» **Document text**:
That low effort, hands-off way to building apps truly reduces the friction in a way that opens new possibilities.

Cline: The sweet spot of human-AI collaboration (and also Claude Code)

Rating: 8/10
Key Strengths: Superior code quality, highly capable, great UX
Weaknesses: API costs rack up quickly, requires more user involvement

Cline is something that's more "semi-agentic", as it's tightly human-in-the-loop. It is a far superior version of Cursor in terms of quality and flexibility of output, and I think it showcases how a tight collaboration between humans and AI can achieve superior results to either approach alone.

Cline can do multi-file edits and multi-step reasoning. It can decompose tasks, auto-correct mistakes and linting errors, run unit tests and actual browser tests (rudimentary).

It's cut my dev time by a good 70%, I'd wager. At least when it comes to the actual writing code part. Even for planning, architecture, etc., it can be an excellent thinking partner.

Claude Code

Rating: 9/10
Key Strengths: Fixed cost, very active development, very capable agentic coding tool powered by the best coding models
Weaknesses: Cost with API, lack of GUI, requires lot of supervision and user involvement

Lately I've switched to Claude Code. I found myself getting anxious watching the API cost tick upwards with each request with Cline, and Claude Code is now bundled into Claude Max for a fixed cost. It works very similarly to Cline, just as a CLI tool instead of GUI. But their recently added VSCode integration bridges that gap nicely.

» **Data below**:
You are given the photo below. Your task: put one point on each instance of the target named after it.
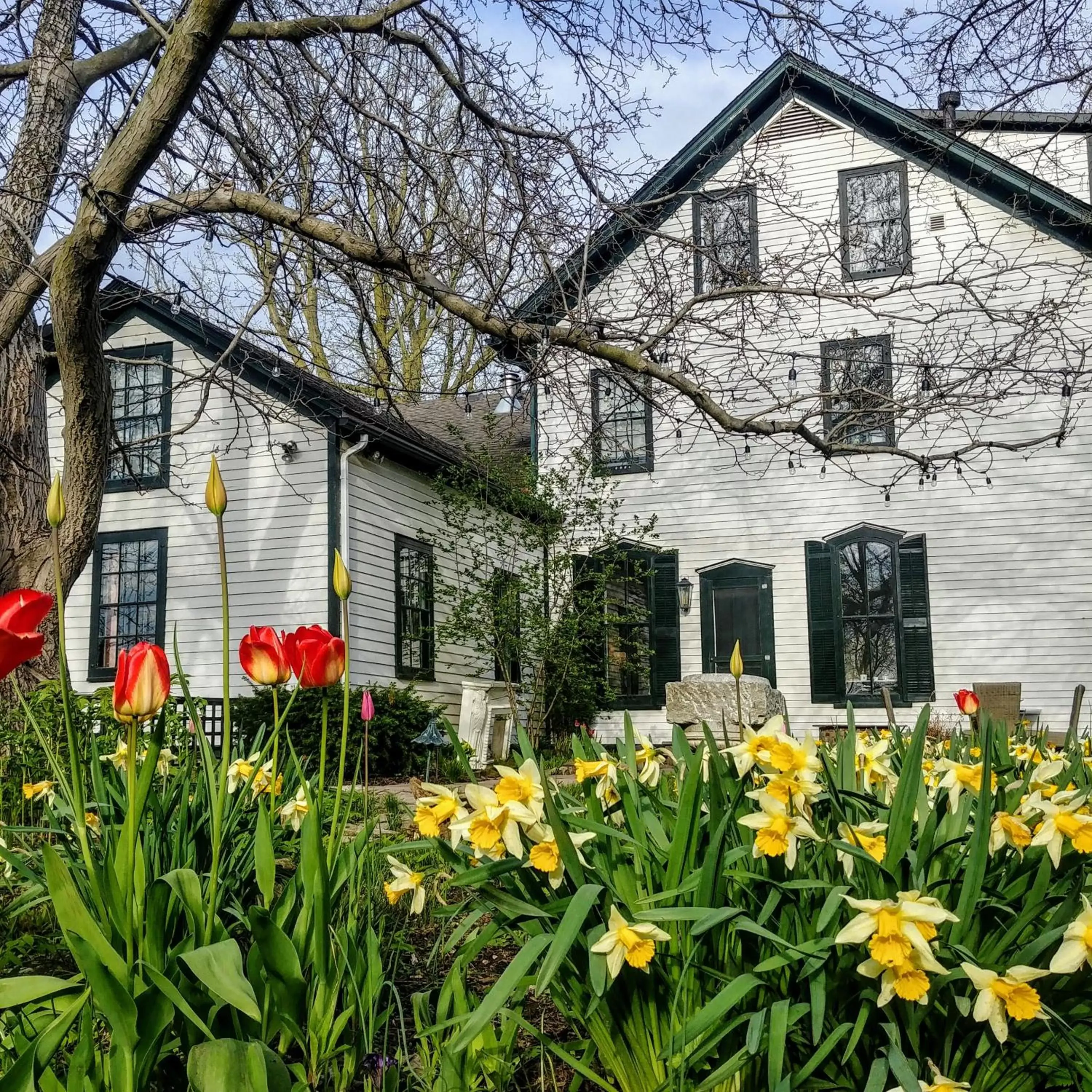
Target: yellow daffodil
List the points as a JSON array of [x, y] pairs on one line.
[[906, 980], [958, 777], [795, 789], [521, 787], [440, 807], [894, 930], [405, 881], [40, 791], [493, 827], [626, 943], [869, 836], [1062, 819], [295, 811], [1002, 996], [754, 749], [648, 764], [1076, 948], [777, 832], [941, 1084], [1008, 830], [546, 858], [241, 771], [119, 759], [792, 756], [872, 765]]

» **Exercises**:
#1 Duplicate the part of the Cline and Claude Code review that opens with the words containing "Cline: The sweet" and closes with "browser tests (rudimentary).".
#2 Answer these questions from the Cline and Claude Code review:
(a) What rating does Cline receive?
(b) What product is Claude Code now bundled into for a fixed cost?
(c) By roughly what percentage does the writer say Cline has cut their dev time?
#3 Carry the Cline and Claude Code review further, picking up after its last sentence.
The material above is separate from the review of Cline and Claude Code.

» **Task results**:
#1
Cline: The sweet spot of human-AI collaboration (and also Claude Code)

Rating: 8/10
Key Strengths: Superior code quality, highly capable, great UX
Weaknesses: API costs rack up quickly, requires more user involvement

Cline is something that's more "semi-agentic", as it's tightly human-in-the-loop. It is a far superior version of Cursor in terms of quality and flexibility of output, and I think it showcases how a tight collaboration between humans and AI can achieve superior results to either approach alone.

Cline can do multi-file edits and multi-step reasoning. It can decompose tasks, auto-correct mistakes and linting errors, run unit tests and actual browser tests (rudimentary).

#2
(a) 8/10
(b) Claude Max
(c) About 70%

#3
Everything that applies to Cline above, applies to Claude Code. It reduces friction a lot and enabled me to build multiple apps from scratch within a week (due to combination of its capabilities + fixed cost). In general, I think fixed costs enable more experimentation and creative exploration freedom. LLM subscriptions vs. APIs value for money See this post for more on the value for money.

OpenAI Codex

Rating: 5/10
Key Strengths: Fully autonomous, hands-off code changes, integration in mobile app
Weaknesses: Can't handle complex tasks, follow ups are slow

Codex is an OpenAI product that is similar to Devin. I have not used it much yet, but it's integrated into their mobile app and can go from message to pull request just like Devin.

From what I've heard, it's also good for simple requests and not complex things, where Cline & company still shine. But the low friction way to do things can feel very freeing.


What makes an AI agent great?

There are many agentic AI tools out there. Some good, some bad.

So what makes the good ones good?

I think the quality and assortment of tools available to the agent is one crucial part of it. It's what makes Manus so much more capable than Operator.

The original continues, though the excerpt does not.